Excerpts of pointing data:
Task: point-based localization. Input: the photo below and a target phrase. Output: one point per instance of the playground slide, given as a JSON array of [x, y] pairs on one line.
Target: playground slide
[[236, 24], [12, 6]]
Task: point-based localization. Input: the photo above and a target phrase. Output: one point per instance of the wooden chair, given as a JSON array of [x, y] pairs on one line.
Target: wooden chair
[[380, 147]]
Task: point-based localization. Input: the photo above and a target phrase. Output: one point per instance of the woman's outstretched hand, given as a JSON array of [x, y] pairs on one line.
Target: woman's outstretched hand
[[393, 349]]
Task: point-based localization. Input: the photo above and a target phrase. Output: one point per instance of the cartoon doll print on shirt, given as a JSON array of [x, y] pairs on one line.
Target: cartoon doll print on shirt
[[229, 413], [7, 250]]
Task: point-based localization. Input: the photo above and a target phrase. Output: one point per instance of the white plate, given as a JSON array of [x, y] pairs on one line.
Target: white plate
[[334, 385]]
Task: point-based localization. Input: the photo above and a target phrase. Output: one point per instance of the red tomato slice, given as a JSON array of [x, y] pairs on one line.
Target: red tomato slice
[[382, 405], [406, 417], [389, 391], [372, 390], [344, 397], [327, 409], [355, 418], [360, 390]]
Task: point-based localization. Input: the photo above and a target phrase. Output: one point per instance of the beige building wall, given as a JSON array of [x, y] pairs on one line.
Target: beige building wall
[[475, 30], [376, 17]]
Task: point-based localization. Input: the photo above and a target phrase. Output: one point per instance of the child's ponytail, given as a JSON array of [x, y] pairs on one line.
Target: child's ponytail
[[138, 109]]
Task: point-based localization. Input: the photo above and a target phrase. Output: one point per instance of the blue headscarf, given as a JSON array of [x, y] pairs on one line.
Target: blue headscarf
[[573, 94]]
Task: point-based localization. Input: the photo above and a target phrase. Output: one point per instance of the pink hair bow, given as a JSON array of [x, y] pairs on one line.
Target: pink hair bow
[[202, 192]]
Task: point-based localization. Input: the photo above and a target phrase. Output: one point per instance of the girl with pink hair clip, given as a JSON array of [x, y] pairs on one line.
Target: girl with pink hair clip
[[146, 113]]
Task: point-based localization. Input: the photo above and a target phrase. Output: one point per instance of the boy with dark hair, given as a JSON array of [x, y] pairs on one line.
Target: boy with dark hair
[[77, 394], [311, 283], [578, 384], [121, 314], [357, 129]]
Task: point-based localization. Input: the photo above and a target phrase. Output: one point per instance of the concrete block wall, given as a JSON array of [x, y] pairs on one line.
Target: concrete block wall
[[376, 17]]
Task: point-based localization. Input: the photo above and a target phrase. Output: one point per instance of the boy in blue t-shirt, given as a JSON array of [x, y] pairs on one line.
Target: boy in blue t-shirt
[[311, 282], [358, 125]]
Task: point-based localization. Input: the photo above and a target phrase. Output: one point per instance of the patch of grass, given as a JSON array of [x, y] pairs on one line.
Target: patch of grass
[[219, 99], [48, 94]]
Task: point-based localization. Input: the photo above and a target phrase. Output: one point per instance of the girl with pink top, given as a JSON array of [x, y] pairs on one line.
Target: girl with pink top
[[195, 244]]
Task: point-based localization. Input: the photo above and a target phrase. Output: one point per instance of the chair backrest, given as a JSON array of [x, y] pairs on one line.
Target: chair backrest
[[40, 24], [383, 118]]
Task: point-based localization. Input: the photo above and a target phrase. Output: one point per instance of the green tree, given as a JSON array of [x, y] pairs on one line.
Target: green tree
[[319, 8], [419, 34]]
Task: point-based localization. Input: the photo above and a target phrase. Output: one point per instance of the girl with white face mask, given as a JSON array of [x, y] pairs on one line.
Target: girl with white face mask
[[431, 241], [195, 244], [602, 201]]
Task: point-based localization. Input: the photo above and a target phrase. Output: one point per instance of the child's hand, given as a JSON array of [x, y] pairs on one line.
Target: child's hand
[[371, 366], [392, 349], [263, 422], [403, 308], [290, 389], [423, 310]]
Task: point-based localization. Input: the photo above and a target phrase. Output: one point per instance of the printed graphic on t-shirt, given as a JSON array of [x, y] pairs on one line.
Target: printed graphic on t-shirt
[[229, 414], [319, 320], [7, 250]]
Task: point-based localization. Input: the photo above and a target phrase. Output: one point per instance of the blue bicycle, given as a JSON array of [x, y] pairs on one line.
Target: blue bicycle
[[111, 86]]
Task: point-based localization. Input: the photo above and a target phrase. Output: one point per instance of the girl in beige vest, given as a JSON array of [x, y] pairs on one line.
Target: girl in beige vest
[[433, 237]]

* **What is being asked**
Reproduce every line of the data above word for word, with no changes.

* **Right answer**
Task: point-based localization. Input: the photo below and a target phrase. Output: one point per instance of the playground slide, given as a JSON array of [x, y] pairs on one line.
Target: playground slide
[[236, 24], [12, 6]]
Task: point-based localization. Input: the photo above and a target phrase. Output: one point per instance of the wooden chair, given as a JSON array of [x, y] pairs on one line.
Target: wooden chair
[[380, 147]]
Task: point-based localization. Input: the photo above and a target phrase. Output: one point per instance of the woman's outstretched hand, given as a JSON array of [x, y] pairs on one line.
Target: woman's outstretched hand
[[393, 349]]
Task: point-based localization. Input: the photo above and a target phrase. Output: one point per instance of the cartoon doll print on shirt, given as a JSON array of [x, y] pairs on one line.
Target: cartoon doll print on shirt
[[229, 413], [7, 250]]
Task: point-based localization. Input: the photo above and a target phrase. Output: one point per instance of the white plate, given as a JSON array of [x, y] pairs on one line.
Target: white plate
[[334, 385]]
Task: point-based localization. Input: the photo above and a target phrase. Output: one point per instance of the red tomato slice, given as a JSON array of [x, y] pairs on one line.
Target: red tomato slice
[[382, 405], [406, 417], [389, 391], [372, 390], [344, 397], [327, 409], [355, 418], [360, 390]]
Task: point-based localization. Input: the photo above and a target phrase. Output: one point per instance of the beige building wall, given as a JSON array of [x, y] pairs on one line.
Target: beige building wall
[[475, 30], [376, 17]]
Task: point-based localization. Input: the photo above and a target phrase. Output: one point per instance of the child's ponytail, given as a JSON array of [x, y] pairs on one line.
Target: child's ponytail
[[138, 109]]
Task: point-based localization. Input: the photo above and a target phrase. Output: one point per instance of the blue headscarf, given as a JSON array of [x, y] pairs on one line.
Target: blue headscarf
[[573, 94]]
Task: point-based localization. Input: the photo above and a target phrase. Output: one point per instance of the pink hair bow, given as a JSON array of [x, y] pairs on one line.
Target: pink hair bow
[[202, 192]]
Task: point-based localization. Input: the photo above and a target phrase. Output: one point per instance of the girl with pink hair clip, given as a JSON array of [x, y] pairs on one line.
Target: girl with pink hair clip
[[146, 113]]
Task: point-based localization. Input: the photo above and a target phrase. Output: one point per instance of the boy with dark hair, given as a JSON array of [x, y] pairs on one line.
Target: boy with dark hair
[[77, 394], [311, 283], [578, 384], [121, 314], [357, 129]]
Task: point-based localization. Input: the photo above and a target phrase. Output: one point per instance of the concrete block wall, given as a JSON array of [x, y] pairs on one line.
Target: concrete block wall
[[376, 17]]
Task: point-based localization. Input: the photo above and a target phrase. Output: one point per instance of the boy in blue t-shirt, given as a JSON array of [x, y] pairs on one line.
Target: boy in blue t-shirt
[[311, 282], [358, 125]]
Task: point-based localization. Input: the photo above and a target phrase. Output: one point per instance of the patch of grass, given as a JSON array of [x, y] pairs on one line.
Target: patch of grass
[[219, 99], [48, 94]]
Task: point-based localization. Input: the photo above and a target phrase. Output: one point per instance of the girl with pink top, given as a JSON array of [x, y] pairs on one line.
Target: girl with pink top
[[195, 244]]
Task: point-based localization. Input: the photo above and a target phrase. Output: one point per instance of the chair backrest, given as a JSON array of [x, y] pairs on one line.
Target: chair backrest
[[40, 24], [383, 118]]
Task: point-based localization. Input: the photo above and a target phrase. Output: one point per instance of the green tree, given as a JSON array of [x, y] pairs on one line.
Target: green tree
[[319, 8], [419, 34]]
Task: point-based localization. Input: the photo above and a target phrase. Output: one point per instance of the girl with white face mask, given as a JSON array of [x, y] pairs on one line.
Target: girl with white face mask
[[431, 241], [195, 244], [602, 201]]
Task: point-based localization. Input: the photo above and a target phrase. Output: one point per instance of the child's hand, given as a JSON array of [x, y] pairs on one line.
Target: child's hand
[[371, 366], [392, 349], [263, 422], [403, 308], [290, 389], [423, 310]]
Task: point-based localization. Input: the photo above and a target phrase. Output: one point per instance of the printed graphic on t-shirt, given as a JSON array of [x, y] pairs on one line.
Target: printed graphic on t-shirt
[[229, 414], [319, 320], [7, 250]]
Task: point-based localization. Input: the photo above and a target phrase. Output: one point per instance of the blue bicycle, given as a JSON array of [x, y] pairs on one line.
Target: blue bicycle
[[111, 86]]
Task: point-based localization. Input: the photo above and a target phrase. Output: one point per instance of the girl in beige vest, given as a JSON array of [x, y] pairs on one line.
Target: girl in beige vest
[[433, 237]]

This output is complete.